▶ **TASK INSTRUCTIONS**
Go through the records underneath and write each one out again exactly.

▶ **PROVIDED MATERIAL**
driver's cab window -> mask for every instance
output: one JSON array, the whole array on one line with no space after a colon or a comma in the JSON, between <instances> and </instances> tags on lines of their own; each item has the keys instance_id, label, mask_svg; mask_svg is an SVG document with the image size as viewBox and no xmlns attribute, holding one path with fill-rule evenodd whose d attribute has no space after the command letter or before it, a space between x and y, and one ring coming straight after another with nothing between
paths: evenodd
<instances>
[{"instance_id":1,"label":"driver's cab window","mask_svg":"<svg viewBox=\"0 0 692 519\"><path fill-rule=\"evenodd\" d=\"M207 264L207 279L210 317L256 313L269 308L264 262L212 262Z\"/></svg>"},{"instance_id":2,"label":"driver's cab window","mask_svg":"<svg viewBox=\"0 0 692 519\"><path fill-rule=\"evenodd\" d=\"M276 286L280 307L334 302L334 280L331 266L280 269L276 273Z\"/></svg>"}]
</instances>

▶ **WRITTEN SOLUTION**
driver's cab window -> mask for every instance
output: one JSON array, the whole array on one line with no space after a colon or a comma in the JSON, between <instances> and </instances> tags on lines of their own; each item has the keys instance_id, label, mask_svg; mask_svg is an SVG document with the image size as viewBox and no xmlns attribute, holding one path with fill-rule evenodd whose d attribute has no space after the command letter or before it, a space between x and y, and one ring coming straight after another with nothing between
paths: evenodd
<instances>
[{"instance_id":1,"label":"driver's cab window","mask_svg":"<svg viewBox=\"0 0 692 519\"><path fill-rule=\"evenodd\" d=\"M207 264L207 279L210 317L256 313L269 308L264 262L212 262Z\"/></svg>"},{"instance_id":2,"label":"driver's cab window","mask_svg":"<svg viewBox=\"0 0 692 519\"><path fill-rule=\"evenodd\" d=\"M276 286L280 307L334 302L334 280L331 266L280 269L276 273Z\"/></svg>"}]
</instances>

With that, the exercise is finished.